Required task :: Write out the stretch of the passage on List and free trade from "List’s inability to" through "ultimately military supremacy!", copying it word for word.

Text block ::
* Start *
It is not free trade that leads to harmonious economic development; it is rather harmonious economic development that leads to free trade. In reality, as List rightly contends, where nations differ in the level of their industrial development, free trade can only exacerbate existing inequalities and imbalances among nations - and therefore lead to further disharmony and conflict!
Pg.101: All examples which history can show are those in which the political union has led the way, and the commercial union has followed.68 Not a single instance can be adduced in which the latter has taken the lead, and the former has grown up from it. That, however, under the existing conditions of the world, the result of general free trade would not be a universal republic, but, on the contrary, a universal subjection of the less advanced nations to the supremacy of the predominant manufacturing, commercial, and naval power, is a conclusion for which the reasons are very strong and, according to our views, irrefragable.
Pg.100: The system of protection, inasmuch as it forms the only means of placing those nations which are far  behind in civilisation on equal terms with the one predominating nation (which, however, never received at the hands of Nature a perpetual right to a monopoly of manufacture, but which merely gained an advance over others in point of time), the system of protection regarded from this point of view appears to be the most efficient means of furthering the final union of nations, and hence also of promoting true freedom of trade. And national economy appears from this point of view to be that science which, correctly appreciating the existing interests and the individual circumstances of nations, teaches how every separate nation can be raised to that stage of industrial development in which union with other nations equally well developed, and consequently freedom of trade, can become possible and useful to it.
But how is such harmonious economic development or “political union” to be achieved so as to result in “commercial union”? The contradiction in List’s argument lies in the fact that his correct and valid distinction between wealth and ability to produce wealth means that market participants will never reach “equality” for the evident reason that the notion of ability to produce wealth implies and entails the existence of irresoluble conflict between market participants - which free trade only makes worse, as he himself admits in the quotation above. In other words, with or without free trade, where the aim of nations is to develop their individual abilities to produce wealth, and therefore to accumulate wealth, the result of this overriding focus is to sharpen and heighten economic conflict! List fails to realise that the notion of wealth itself that he has now split between the universal cosmopolitical one of the British economists - as wealth-for-consumption - and his own political conflictual notion as wealth-for-production makes the attainment of a universal peace not only dependent upon resolving the imbalances necessarily arising from accumulation but in fact it makes such resolution absolutely impossible!
List’s distinction between wealth and ability to produce wealth is badly framed because both phrases refer to wealth when in fact the first refers to use values and the other to capital accumulation.
List’s inability to perceive the opposition of these two types of wealth - use value and capitalist accumulation - prevents him from seeing the contradictory inconsistency between equal exchange of wealth and equal rates of accumulation of wealth which are impossible given that the accumulation of wealth must be antagonistic by definition because every “accumulation of wealth” by one nation must be at the expense of other nations! Indeed, it is inconfutably obvious that the entire rationale behind List’s distinction between wealth and ability to produce wealth is - precisely! - that individual nations compete with one another for ultimately military supremacy!
* End *
Entries ::
* Start *
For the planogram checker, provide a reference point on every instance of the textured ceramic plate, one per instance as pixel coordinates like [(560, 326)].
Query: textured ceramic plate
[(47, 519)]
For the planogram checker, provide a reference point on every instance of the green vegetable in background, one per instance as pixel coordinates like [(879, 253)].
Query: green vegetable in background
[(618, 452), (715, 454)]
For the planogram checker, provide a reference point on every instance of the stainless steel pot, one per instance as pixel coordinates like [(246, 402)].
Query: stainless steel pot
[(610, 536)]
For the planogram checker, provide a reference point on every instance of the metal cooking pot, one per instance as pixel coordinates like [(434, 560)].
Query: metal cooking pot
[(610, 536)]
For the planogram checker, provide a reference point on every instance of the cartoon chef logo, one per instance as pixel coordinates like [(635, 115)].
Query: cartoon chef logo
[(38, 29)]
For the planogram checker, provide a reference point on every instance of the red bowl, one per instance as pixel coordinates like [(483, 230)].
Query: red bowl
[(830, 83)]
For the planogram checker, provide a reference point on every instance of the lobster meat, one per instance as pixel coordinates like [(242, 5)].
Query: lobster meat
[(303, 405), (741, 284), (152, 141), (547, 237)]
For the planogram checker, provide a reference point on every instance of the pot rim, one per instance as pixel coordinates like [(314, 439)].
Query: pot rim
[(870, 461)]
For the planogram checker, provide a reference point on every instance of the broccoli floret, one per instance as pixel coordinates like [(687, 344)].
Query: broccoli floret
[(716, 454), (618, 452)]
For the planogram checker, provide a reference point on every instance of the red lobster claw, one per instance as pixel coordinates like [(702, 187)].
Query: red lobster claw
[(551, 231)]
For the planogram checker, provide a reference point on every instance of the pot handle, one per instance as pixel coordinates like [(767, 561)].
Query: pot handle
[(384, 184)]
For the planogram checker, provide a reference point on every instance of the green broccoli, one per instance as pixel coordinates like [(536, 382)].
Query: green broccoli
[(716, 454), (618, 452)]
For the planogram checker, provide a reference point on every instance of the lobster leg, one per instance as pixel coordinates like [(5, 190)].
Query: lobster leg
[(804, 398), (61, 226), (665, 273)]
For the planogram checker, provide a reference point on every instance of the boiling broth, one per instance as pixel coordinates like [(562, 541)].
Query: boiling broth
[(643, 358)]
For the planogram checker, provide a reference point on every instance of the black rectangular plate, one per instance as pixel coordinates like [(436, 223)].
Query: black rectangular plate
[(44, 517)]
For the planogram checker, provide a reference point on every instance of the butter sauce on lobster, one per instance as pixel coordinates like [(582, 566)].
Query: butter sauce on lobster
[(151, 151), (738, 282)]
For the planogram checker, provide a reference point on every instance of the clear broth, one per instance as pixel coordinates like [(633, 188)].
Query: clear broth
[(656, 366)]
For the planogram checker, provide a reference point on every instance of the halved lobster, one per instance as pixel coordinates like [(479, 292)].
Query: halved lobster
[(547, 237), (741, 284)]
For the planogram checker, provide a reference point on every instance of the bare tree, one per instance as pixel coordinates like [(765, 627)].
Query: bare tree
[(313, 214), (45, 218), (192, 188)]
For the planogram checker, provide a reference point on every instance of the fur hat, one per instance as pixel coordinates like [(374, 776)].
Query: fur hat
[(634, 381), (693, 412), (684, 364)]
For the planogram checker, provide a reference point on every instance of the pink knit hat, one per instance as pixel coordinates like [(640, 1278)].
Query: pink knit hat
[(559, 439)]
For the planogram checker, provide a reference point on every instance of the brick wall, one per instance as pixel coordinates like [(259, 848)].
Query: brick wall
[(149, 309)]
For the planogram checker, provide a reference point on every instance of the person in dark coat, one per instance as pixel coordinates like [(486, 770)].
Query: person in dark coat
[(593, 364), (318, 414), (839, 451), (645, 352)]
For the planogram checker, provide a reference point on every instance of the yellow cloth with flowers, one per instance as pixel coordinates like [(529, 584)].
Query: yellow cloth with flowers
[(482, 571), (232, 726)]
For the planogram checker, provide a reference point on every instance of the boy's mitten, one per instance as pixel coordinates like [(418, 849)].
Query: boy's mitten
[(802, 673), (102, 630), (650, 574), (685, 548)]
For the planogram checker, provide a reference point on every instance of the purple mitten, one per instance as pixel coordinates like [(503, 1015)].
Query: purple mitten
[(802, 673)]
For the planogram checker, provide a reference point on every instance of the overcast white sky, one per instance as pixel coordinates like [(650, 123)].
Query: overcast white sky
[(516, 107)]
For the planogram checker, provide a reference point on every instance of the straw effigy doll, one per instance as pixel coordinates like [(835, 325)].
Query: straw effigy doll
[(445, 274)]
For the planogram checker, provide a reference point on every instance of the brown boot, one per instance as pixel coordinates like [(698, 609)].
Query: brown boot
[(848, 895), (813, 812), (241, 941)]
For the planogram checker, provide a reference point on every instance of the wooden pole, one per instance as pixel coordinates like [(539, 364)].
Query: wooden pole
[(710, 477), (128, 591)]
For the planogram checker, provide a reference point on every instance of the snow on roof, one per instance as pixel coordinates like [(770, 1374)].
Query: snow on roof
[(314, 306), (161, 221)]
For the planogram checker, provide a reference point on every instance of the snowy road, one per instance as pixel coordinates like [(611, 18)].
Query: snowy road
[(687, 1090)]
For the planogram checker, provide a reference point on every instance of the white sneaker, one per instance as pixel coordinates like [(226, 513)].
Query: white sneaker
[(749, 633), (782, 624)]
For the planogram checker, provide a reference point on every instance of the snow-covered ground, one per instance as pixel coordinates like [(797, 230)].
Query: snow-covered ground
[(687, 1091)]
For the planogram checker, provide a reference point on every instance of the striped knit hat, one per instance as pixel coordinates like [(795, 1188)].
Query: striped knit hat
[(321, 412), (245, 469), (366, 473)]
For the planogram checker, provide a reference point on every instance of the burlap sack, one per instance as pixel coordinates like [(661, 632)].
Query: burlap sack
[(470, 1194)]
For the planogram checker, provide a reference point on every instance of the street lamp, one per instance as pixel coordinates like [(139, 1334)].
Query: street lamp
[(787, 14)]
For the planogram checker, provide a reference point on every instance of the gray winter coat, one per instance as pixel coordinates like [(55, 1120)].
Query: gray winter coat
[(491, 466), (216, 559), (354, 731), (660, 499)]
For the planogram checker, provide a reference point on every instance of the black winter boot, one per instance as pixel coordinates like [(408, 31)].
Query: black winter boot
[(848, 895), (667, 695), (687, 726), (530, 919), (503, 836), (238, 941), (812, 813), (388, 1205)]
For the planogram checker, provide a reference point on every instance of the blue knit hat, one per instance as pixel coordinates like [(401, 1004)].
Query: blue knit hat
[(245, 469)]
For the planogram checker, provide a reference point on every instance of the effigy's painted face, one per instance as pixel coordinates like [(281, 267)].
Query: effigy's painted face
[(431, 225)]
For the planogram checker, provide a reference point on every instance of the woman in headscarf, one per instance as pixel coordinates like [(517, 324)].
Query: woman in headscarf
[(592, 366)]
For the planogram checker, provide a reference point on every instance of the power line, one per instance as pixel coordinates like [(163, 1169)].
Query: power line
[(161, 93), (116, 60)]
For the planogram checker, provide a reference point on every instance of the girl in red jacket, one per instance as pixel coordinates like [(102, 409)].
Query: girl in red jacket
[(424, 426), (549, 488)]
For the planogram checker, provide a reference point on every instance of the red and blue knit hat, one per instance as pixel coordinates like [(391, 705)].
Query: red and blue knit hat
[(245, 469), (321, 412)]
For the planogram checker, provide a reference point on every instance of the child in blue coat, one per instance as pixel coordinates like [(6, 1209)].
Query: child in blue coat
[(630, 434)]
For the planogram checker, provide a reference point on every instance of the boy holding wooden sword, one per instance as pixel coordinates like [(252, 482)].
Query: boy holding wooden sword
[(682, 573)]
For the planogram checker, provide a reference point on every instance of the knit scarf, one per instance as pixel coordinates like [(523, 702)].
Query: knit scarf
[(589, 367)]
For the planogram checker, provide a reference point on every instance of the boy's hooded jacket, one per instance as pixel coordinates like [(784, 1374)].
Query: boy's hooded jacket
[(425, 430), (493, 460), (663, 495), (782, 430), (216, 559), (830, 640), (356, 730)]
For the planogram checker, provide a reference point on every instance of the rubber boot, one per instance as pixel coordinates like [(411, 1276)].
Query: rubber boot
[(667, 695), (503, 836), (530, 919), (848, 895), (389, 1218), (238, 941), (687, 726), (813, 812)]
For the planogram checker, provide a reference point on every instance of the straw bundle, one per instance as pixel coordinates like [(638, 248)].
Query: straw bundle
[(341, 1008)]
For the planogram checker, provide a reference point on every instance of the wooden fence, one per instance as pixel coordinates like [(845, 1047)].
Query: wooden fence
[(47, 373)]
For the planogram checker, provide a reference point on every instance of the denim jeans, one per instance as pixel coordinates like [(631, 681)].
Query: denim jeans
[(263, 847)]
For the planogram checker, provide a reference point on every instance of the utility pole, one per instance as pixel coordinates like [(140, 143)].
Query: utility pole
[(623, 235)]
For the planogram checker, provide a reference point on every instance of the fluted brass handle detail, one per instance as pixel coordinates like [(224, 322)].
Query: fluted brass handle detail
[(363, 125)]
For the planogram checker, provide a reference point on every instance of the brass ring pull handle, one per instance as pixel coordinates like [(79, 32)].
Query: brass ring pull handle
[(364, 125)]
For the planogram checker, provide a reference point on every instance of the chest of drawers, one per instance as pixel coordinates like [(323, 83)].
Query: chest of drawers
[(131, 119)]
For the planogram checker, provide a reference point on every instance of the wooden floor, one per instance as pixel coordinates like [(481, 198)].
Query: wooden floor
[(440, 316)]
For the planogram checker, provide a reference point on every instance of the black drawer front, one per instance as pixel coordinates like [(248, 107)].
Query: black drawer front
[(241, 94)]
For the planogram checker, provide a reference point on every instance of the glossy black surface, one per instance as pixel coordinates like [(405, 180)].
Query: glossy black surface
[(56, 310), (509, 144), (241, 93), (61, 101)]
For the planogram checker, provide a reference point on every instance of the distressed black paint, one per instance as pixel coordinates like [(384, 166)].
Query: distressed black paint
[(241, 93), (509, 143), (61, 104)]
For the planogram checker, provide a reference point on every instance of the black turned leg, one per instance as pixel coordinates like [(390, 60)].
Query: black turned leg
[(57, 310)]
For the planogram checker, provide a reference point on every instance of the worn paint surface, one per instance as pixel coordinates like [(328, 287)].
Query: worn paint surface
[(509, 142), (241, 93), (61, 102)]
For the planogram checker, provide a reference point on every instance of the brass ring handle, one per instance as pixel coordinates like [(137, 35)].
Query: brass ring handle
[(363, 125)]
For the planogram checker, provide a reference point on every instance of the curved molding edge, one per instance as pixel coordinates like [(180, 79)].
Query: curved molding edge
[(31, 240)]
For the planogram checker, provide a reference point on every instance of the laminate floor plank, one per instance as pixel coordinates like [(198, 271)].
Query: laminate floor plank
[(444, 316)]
* End *
Response ::
List’s inability to perceive the opposition of these two types of wealth - use value and capitalist accumulation - prevents him from seeing the contradictory inconsistency between equal exchange of wealth and equal rates of accumulation of wealth which are impossible given that the accumulation of wealth must be antagonistic by definition because every “accumulation of wealth” by one nation must be at the expense of other nations! Indeed, it is inconfutably obvious that the entire rationale behind List’s distinction between wealth and ability to produce wealth is - precisely! - that individual nations compete with one another for ultimately military supremacy!